[Dataset rows on where objects appear]
+++

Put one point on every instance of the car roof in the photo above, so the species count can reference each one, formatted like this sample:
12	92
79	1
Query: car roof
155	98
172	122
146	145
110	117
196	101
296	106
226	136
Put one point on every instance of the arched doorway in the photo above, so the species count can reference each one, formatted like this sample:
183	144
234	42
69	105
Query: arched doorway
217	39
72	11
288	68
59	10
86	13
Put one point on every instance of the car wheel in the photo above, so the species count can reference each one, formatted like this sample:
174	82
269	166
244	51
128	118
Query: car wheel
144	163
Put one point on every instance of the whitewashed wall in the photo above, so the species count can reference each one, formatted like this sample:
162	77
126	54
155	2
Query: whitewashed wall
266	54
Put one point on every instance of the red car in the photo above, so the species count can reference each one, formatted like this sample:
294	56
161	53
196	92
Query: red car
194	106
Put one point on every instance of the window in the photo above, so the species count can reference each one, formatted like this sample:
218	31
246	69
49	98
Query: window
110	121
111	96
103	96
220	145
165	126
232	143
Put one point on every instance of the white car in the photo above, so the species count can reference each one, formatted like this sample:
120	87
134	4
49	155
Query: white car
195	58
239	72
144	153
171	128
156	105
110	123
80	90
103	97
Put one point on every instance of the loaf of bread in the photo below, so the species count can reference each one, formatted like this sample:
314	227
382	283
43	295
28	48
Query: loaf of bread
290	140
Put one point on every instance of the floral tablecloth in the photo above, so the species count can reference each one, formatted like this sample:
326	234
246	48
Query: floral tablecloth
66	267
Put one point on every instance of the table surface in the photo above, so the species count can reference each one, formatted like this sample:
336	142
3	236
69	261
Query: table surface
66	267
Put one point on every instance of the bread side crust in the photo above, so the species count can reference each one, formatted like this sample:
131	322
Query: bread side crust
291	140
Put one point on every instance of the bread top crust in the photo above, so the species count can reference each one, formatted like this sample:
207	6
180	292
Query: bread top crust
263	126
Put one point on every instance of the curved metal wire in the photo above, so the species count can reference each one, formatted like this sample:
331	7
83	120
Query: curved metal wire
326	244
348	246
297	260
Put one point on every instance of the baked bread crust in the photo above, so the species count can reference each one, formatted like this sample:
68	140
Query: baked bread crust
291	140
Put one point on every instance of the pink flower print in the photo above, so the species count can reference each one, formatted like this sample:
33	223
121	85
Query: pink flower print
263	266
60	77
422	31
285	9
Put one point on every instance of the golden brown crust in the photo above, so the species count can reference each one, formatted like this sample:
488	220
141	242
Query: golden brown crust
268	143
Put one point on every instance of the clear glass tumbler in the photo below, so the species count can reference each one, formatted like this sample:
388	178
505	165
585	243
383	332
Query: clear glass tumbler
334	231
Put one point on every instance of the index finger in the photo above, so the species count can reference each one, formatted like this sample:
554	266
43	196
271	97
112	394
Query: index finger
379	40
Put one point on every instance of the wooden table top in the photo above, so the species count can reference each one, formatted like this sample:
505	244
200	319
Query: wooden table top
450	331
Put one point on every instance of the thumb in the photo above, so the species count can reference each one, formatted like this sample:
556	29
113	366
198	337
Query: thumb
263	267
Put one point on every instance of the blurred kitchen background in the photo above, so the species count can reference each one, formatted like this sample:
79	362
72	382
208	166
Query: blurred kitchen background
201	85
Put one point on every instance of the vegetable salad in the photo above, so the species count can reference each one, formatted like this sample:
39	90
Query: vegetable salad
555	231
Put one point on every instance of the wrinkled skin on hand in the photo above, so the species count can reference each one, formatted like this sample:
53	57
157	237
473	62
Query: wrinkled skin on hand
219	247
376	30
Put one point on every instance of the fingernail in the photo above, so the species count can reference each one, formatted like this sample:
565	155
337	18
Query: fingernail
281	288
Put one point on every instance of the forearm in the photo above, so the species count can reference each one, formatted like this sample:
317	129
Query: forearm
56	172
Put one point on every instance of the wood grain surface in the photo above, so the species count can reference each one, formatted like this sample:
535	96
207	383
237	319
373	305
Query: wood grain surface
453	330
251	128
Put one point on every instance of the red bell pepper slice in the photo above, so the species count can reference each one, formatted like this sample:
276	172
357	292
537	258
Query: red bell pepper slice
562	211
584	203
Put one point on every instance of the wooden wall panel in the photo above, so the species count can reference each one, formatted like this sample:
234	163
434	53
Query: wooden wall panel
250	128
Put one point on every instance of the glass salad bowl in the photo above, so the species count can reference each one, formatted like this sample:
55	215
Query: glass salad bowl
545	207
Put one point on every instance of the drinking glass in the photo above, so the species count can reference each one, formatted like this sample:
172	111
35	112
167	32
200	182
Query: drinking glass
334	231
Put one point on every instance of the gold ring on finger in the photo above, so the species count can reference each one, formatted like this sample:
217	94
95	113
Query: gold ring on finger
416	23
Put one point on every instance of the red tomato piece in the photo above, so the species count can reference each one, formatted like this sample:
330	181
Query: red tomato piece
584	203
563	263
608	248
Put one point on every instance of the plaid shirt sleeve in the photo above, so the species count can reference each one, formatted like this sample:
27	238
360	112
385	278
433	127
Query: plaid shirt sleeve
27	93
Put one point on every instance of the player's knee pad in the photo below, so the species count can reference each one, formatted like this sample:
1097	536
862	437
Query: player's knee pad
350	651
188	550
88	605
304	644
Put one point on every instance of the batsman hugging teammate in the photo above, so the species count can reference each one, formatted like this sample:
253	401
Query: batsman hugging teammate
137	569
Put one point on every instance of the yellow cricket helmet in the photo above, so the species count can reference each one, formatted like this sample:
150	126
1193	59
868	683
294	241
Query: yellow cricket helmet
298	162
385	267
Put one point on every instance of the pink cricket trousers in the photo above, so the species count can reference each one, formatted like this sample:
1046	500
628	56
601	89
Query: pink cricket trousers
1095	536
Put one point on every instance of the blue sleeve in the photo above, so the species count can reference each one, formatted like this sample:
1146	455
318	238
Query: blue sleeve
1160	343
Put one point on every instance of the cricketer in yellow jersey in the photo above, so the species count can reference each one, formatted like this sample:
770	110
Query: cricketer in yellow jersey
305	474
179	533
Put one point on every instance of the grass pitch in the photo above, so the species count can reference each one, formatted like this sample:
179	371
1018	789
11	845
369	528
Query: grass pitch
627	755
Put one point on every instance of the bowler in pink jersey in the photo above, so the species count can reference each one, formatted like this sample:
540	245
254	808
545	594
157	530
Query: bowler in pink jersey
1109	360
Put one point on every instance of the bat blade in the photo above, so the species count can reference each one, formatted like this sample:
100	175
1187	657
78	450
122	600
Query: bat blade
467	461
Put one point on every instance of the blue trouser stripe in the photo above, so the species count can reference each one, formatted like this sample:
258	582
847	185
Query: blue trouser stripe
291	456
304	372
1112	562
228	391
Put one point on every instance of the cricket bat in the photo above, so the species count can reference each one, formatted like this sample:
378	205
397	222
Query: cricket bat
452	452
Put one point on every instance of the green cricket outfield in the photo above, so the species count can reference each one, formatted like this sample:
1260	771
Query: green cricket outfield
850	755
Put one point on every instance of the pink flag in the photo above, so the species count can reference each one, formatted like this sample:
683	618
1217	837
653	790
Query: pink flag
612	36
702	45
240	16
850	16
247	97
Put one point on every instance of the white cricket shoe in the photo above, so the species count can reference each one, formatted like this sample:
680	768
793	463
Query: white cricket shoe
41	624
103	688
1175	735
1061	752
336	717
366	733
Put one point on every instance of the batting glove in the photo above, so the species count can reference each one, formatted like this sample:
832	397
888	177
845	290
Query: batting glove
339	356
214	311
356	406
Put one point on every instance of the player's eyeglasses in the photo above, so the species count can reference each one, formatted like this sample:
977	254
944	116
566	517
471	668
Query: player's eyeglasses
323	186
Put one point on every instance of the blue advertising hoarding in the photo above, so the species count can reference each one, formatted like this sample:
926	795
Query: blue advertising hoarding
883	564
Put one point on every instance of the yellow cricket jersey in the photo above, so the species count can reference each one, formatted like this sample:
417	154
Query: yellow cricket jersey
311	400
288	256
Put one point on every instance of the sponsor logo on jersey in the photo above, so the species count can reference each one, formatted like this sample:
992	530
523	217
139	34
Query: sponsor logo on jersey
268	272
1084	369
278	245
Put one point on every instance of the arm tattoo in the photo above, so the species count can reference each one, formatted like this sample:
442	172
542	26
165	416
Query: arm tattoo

+++

Copy out the part of the records that opens with the line containing "Put one point on every instance of the player's eyeglasses" and continues to the end of the records, including its requests. Increase every answer coordinate by 62, and leave the requests and their sample coordinates unchanged.

Worked solution
Put one point on every instance of the player's eyeglasses in the photo above, so the species count can reference each one, formatted like this sample:
977	254
944	116
566	517
471	668
Query: player's eyeglasses
385	248
Put one point on every instance of the blue advertising hoarding in the photo above, so the species count can reference each one, formatted like this sample:
926	795
Query: blue advertising hoarding
945	626
Put one point on every instance of the yellow cricket jersey in the photo above, so the species count can reference each one, formatted like this sample:
417	154
Query: yellow cricket jersey
373	462
350	318
Put one point on every instance of the sponsor logo on jersey in the photo above, so the species count can reference each one, formatted like this sample:
992	530
523	217
139	34
Query: sponsor logo on jersey
330	334
1146	431
340	307
Put one point on every instance of the arm tattoo in the photo above, so the species count can reference each one, formatted like this sample:
442	172
542	26
165	416
Query: arm tattoo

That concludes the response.